Records provided.
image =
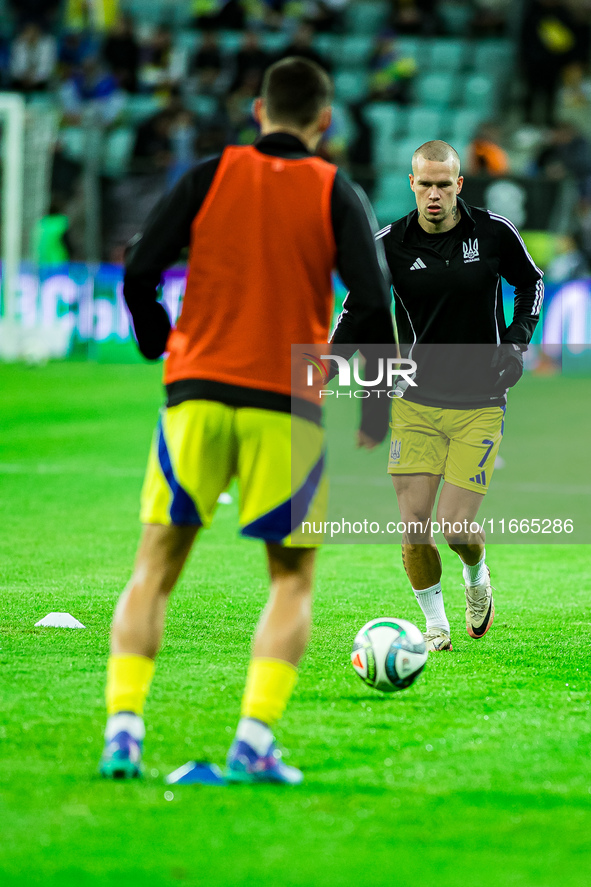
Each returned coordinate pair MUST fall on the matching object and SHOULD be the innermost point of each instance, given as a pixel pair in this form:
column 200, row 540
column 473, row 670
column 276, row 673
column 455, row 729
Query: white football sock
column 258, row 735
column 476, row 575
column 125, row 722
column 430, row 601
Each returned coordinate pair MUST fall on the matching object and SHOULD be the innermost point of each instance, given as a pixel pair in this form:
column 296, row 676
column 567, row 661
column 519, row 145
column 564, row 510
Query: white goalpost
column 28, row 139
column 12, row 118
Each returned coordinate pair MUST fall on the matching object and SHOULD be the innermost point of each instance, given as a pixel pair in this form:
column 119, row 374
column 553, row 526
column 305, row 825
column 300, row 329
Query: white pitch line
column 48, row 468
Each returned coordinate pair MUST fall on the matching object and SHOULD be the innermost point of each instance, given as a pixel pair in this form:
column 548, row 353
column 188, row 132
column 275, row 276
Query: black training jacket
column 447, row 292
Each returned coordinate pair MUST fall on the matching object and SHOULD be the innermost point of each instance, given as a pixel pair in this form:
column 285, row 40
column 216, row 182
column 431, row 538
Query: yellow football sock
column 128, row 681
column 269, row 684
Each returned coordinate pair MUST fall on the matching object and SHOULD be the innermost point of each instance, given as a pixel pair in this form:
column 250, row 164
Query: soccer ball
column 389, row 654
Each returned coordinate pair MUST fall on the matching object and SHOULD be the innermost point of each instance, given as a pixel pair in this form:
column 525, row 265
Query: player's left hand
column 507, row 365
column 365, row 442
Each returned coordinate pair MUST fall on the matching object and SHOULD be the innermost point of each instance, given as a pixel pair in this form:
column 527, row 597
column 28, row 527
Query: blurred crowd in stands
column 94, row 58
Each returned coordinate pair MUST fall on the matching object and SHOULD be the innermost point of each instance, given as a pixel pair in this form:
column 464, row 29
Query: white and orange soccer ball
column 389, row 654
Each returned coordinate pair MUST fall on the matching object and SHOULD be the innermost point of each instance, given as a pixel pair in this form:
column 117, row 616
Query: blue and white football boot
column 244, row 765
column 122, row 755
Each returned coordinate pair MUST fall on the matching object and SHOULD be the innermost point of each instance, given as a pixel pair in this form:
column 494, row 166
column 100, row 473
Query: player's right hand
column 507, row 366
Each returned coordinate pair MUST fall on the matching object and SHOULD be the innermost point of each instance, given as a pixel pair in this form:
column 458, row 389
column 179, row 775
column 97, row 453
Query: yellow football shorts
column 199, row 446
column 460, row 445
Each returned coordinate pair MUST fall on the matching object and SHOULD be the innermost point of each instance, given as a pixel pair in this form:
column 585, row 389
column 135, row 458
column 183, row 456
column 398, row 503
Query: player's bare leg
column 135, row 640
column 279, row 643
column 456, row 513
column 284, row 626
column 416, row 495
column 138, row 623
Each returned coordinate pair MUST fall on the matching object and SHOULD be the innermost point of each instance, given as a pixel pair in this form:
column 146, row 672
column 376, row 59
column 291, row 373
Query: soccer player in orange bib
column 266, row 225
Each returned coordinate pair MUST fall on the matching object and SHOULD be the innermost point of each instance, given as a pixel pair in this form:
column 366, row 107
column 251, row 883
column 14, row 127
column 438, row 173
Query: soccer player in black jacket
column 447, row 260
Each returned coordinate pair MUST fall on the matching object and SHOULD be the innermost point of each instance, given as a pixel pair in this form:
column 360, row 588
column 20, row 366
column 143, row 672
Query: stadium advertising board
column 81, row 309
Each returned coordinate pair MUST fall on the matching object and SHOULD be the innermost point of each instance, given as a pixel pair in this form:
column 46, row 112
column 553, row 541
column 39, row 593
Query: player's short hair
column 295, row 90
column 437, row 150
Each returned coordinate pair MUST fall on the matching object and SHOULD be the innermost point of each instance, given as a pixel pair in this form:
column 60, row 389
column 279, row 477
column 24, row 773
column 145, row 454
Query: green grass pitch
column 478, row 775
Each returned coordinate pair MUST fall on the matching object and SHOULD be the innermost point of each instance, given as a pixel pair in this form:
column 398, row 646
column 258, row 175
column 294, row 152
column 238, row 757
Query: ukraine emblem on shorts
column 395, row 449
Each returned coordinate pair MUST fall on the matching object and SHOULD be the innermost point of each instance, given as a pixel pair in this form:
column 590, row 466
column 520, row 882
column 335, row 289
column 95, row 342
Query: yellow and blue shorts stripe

What you are asked to do. Set every line of the records down again exactly, and exclude all pictures.

Solution for this task.
image =
Each returned coordinate pair MUST fall on the matching object and SHOULD be the innermost point of each instance, given as a pixel pair in this form:
column 200, row 540
column 473, row 670
column 276, row 673
column 455, row 729
Query: white football sock
column 258, row 735
column 476, row 575
column 125, row 722
column 430, row 601
Each returned coordinate pair MUST fall on the matching object and SHOULD be the innermost point of each instance, given as a pixel pair in this form:
column 296, row 676
column 567, row 661
column 519, row 145
column 564, row 510
Query: white goalpost
column 28, row 139
column 12, row 118
Each returned coordinate pair MUST fall on the matching object and SHOULD be the innermost point of each instance, given as a pixel pair in this form:
column 119, row 374
column 553, row 526
column 305, row 825
column 300, row 329
Query: white pitch line
column 48, row 468
Each returned coordinate pair MUST fall on the matching object and SHOULD be the innermost point of each instance, given as a pixel pair in this form:
column 548, row 353
column 188, row 132
column 275, row 276
Query: black training jacket
column 447, row 292
Each returned coordinate pair MUST fall on the matching object and SHOULD be the innermost point of each instance, given as a pixel pair in this form:
column 285, row 40
column 216, row 182
column 431, row 538
Query: yellow football sock
column 128, row 681
column 269, row 684
Each returned coordinate pair MUST fall on the matching object and SHOULD be the innermost point of each instance, given as a pixel pair in this form:
column 250, row 164
Query: soccer ball
column 389, row 654
Each returned coordinate pair MUST fall on the matching object and SHOULD be the innermost point of each instance, given as a pixel pair in this form:
column 525, row 265
Query: player's left hand
column 507, row 365
column 365, row 442
Each returned coordinate pair MUST fall on the matching object and SHOULD be the innermost point of each instance, given as a pixel pair in this form:
column 527, row 597
column 28, row 527
Query: blurred crowd in stands
column 94, row 58
Each returned coordinate pair MUST fall on the matching object and SHOULD be the innermost point of each instance, given as a pixel pair in this form:
column 464, row 29
Query: white and orange soccer ball
column 389, row 654
Each returned coordinate pair MUST fall on the matching object and SHOULD be the innermost point of each instance, given as a pixel pair in this form:
column 117, row 616
Query: blue and white football boot
column 244, row 765
column 122, row 755
Each returned coordinate pair MUST fall on the matching object and SHOULD be the innermost point of each instance, given as a pixel pair in this form:
column 494, row 166
column 100, row 473
Query: player's right hand
column 507, row 366
Each returned coordinate pair MUST fall on the matching object and SHOULD be the innermost point of each instance, given as a pixel pair in this form:
column 458, row 389
column 179, row 775
column 97, row 453
Query: yellow football shorts
column 199, row 446
column 460, row 445
Each returned coordinate pair MUST fall on the matching object and SHOULD be the innermost point of each instance, given as a pixel pair in this form:
column 585, row 389
column 135, row 458
column 183, row 456
column 398, row 503
Query: player's bare leg
column 135, row 640
column 279, row 643
column 456, row 513
column 284, row 626
column 416, row 495
column 138, row 623
Each returned coordinate pair MUST fall on the matching object and SHOULD be the innermost point of each instance, given as a pixel pair in this form:
column 146, row 672
column 376, row 59
column 291, row 373
Query: soccer player in orange bib
column 266, row 225
Each returned coordinate pair MUST fall on the matching object and SHOULD be the innermost point of each instance, given as a pixel pair in this form:
column 366, row 107
column 251, row 883
column 14, row 127
column 438, row 173
Query: soccer player in black jacket
column 447, row 260
Each returned coordinate pair MUST fall on the matching object and SHOULD be the innermost point of each instance, given as a pixel pair in this form:
column 360, row 588
column 20, row 366
column 143, row 672
Query: stadium advertising board
column 81, row 309
Each returned coordinate pair MUST fall on the matching object and SHOULD be the innermost point of each instance, given as a pixel pair in this form:
column 46, row 112
column 553, row 541
column 39, row 593
Query: player's short hair
column 295, row 90
column 437, row 150
Each returned coordinate pair MUST fall on the matching object and SHOULD be the innermost point of each instance, given as a pixel pair in this form:
column 60, row 389
column 279, row 477
column 24, row 773
column 145, row 454
Query: green grass pitch
column 478, row 775
Each returned coordinate pair MUST fall on the matching object and SHOULD be the innermost point of each instance, given as a pixel pair in this form:
column 398, row 646
column 258, row 175
column 294, row 152
column 238, row 757
Query: ukraine emblem on shorts
column 395, row 449
Each returned coordinate pair MUST fall on the matching object and SHOULD be the innermost point of each instance, given as a pixel pair in this form:
column 590, row 466
column 520, row 882
column 335, row 289
column 95, row 342
Query: yellow and blue shorts stripe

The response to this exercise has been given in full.